Requests ::
A – Copy out everything in the coffee-roasting passage from "Back to me being" down to "me back home.", word for word.
B – How many lines of the records contain the string "groove"? Reply with the number alone.

=== Passage provided ===

Back to me being “dirt poor,” this habit began to add up. As Harvest grew in popularity amongst my class, they soon had to deal with the lack of seating (and therefore business) somehow. They began requiring a drink purchase every 3 hours (on-the-dot) for a new wi-fi password. This, and the ensuing cost, eventually pushed me back home.
Being a recent convert to specialty coffee, I needed it. . . but I looked for every way to cut costs and cut corners. Eventually, I was ordering green coffee from Amazon (I do not recommend this) and was roasting it on my stovetop. My 6 roommates simply tolerated me at this time. My heavy involvement in Young Life as a volunteer leader proved quite arduous, so I only did what I could on the side. Upon tasting the coffee I was roasting, I enjoyed it. A thought crossed my mind: What if I were to sell this coffee (at a cheap price) to my fellow poor college students? Many of them were already into specialty coffee and had learned to make pour-overs at home. It was firmly a part of modern college culture. So, officially, Dirt Pour Coffee Company, which was originally under a different name, began.

=== Given records ===

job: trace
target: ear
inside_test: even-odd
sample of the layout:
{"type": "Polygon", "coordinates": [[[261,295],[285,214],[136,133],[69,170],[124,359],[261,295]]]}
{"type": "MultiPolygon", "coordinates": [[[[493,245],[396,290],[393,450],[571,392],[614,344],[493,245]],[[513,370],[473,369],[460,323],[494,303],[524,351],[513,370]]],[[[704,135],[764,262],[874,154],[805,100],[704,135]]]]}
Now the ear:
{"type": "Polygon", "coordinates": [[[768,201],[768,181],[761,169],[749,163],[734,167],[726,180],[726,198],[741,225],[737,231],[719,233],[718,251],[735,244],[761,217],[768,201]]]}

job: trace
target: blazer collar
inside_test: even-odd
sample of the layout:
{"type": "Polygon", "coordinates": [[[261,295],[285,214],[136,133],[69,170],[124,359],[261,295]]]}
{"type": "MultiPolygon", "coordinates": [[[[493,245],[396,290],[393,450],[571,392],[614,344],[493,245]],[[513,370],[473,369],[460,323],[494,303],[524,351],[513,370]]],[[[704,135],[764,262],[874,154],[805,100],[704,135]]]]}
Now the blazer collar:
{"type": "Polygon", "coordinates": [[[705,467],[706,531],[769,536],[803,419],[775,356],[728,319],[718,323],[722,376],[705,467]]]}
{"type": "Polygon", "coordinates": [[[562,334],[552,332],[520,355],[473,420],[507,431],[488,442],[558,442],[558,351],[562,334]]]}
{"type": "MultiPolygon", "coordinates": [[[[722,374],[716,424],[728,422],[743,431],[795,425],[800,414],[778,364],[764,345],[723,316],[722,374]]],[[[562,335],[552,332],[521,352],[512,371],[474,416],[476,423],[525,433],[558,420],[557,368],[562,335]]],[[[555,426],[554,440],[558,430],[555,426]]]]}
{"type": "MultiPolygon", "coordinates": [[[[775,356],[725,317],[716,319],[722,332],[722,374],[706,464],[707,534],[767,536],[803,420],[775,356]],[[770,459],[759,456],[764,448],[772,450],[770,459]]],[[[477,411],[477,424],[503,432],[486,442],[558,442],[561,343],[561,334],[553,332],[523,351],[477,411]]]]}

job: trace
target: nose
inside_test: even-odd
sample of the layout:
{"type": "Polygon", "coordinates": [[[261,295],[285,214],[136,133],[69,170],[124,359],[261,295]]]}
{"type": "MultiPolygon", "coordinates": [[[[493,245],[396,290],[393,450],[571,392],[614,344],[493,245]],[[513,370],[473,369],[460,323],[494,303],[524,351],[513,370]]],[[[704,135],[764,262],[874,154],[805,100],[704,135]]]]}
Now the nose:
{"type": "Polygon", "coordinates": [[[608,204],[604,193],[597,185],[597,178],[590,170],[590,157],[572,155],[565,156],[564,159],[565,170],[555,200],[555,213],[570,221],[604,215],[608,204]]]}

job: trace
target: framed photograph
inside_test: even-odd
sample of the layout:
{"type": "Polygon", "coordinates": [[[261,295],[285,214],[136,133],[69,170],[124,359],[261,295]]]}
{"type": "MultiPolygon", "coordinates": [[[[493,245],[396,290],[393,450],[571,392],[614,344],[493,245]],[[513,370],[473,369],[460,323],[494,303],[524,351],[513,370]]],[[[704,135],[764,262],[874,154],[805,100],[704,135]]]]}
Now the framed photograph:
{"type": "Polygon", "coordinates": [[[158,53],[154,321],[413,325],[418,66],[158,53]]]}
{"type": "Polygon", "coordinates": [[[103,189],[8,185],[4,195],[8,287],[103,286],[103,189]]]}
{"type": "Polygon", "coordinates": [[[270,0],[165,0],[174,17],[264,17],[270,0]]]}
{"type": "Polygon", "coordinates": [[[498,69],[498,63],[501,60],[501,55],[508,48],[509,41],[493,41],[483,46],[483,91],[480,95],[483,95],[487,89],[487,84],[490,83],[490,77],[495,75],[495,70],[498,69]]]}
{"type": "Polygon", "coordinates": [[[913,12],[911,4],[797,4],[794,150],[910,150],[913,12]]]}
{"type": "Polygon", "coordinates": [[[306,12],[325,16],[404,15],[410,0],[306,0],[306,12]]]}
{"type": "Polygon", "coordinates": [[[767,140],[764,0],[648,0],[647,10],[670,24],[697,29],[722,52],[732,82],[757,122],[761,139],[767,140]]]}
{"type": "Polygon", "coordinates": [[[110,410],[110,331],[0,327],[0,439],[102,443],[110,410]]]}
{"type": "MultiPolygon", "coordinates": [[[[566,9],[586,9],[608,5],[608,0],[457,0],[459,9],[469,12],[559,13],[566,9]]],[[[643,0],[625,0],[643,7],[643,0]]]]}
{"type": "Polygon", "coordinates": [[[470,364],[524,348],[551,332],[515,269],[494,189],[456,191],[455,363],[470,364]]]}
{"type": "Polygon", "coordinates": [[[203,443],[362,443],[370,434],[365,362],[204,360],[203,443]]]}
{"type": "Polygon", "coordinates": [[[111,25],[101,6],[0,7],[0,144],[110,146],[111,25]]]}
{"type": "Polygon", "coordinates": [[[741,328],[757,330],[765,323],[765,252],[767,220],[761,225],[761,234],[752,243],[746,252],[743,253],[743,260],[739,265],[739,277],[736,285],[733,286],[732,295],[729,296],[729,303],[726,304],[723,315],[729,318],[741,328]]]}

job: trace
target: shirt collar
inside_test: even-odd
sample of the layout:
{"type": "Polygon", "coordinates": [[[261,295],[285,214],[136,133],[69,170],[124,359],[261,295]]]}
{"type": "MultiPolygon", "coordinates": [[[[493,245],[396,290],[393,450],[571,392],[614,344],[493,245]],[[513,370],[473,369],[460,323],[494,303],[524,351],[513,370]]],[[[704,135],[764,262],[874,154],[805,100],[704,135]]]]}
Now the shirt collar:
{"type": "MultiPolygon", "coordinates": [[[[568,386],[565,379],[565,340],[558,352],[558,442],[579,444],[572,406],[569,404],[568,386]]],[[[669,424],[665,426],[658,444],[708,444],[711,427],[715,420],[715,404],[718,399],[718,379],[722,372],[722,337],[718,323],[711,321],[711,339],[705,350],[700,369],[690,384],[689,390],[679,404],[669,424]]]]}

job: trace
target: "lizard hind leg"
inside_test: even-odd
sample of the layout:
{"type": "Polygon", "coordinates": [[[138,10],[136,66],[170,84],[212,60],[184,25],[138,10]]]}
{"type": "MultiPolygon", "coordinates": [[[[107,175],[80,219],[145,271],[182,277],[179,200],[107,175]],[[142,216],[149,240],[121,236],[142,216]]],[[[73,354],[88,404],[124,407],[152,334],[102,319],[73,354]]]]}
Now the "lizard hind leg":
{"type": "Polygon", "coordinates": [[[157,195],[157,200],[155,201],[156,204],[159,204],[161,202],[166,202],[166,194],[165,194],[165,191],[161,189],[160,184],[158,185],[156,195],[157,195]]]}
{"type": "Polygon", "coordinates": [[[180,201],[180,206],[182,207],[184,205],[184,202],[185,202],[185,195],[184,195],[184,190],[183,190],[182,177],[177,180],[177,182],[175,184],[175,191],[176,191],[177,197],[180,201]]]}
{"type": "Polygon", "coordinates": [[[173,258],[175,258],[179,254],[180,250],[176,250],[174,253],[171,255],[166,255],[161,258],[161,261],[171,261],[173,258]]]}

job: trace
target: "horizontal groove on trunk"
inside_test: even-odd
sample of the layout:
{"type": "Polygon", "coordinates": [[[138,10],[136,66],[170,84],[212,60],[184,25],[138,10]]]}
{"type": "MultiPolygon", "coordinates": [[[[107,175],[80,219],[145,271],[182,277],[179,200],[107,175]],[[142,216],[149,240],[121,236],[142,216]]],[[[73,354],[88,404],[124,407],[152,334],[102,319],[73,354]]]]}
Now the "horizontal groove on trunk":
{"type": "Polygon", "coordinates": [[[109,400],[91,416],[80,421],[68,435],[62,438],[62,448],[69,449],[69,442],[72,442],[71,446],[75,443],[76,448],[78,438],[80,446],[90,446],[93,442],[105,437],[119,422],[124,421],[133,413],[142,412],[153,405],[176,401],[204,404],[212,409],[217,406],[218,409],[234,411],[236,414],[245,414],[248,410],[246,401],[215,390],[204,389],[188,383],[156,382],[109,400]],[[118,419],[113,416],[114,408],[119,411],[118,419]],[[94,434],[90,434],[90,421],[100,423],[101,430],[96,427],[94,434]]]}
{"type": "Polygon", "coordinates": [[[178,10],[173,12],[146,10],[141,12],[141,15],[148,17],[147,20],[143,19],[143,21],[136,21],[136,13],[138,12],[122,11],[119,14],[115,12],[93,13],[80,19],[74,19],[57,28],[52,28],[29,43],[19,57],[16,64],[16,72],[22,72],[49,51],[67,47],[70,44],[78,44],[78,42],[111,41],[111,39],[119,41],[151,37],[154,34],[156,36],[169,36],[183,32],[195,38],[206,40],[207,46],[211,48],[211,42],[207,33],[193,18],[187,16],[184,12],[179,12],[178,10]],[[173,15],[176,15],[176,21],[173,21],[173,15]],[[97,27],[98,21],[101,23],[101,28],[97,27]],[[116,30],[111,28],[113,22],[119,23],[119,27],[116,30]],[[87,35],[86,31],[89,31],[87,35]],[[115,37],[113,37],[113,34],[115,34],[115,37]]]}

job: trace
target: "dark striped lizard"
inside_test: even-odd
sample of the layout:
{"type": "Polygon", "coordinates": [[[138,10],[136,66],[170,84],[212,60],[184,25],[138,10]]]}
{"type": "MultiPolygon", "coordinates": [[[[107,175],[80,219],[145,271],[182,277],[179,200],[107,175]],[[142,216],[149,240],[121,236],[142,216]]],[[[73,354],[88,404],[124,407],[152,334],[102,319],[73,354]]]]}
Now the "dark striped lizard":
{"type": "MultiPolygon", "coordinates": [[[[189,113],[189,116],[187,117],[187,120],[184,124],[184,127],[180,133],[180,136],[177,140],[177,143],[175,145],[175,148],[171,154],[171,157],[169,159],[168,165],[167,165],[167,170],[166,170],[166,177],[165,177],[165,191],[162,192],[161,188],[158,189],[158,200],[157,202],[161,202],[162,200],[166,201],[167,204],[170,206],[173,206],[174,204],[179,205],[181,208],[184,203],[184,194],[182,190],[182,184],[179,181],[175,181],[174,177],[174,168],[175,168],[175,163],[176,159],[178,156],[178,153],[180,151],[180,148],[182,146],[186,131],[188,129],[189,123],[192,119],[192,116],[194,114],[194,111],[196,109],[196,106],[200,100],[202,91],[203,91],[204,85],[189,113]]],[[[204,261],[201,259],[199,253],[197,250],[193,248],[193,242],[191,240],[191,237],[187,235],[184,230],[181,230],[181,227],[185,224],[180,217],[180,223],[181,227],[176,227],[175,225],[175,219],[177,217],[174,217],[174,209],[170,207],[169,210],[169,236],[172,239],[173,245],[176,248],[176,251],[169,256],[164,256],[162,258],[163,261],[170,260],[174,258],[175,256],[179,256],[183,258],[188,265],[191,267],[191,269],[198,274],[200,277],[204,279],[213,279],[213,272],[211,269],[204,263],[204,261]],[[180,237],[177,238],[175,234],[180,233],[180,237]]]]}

===

Answers to the tasks ::
A –
Back to me being “dirt poor,” this habit began to add up. As Harvest grew in popularity amongst my class, they soon had to deal with the lack of seating (and therefore business) somehow. They began requiring a drink purchase every 3 hours (on-the-dot) for a new wi-fi password. This, and the ensuing cost, eventually pushed me back home.

B – 2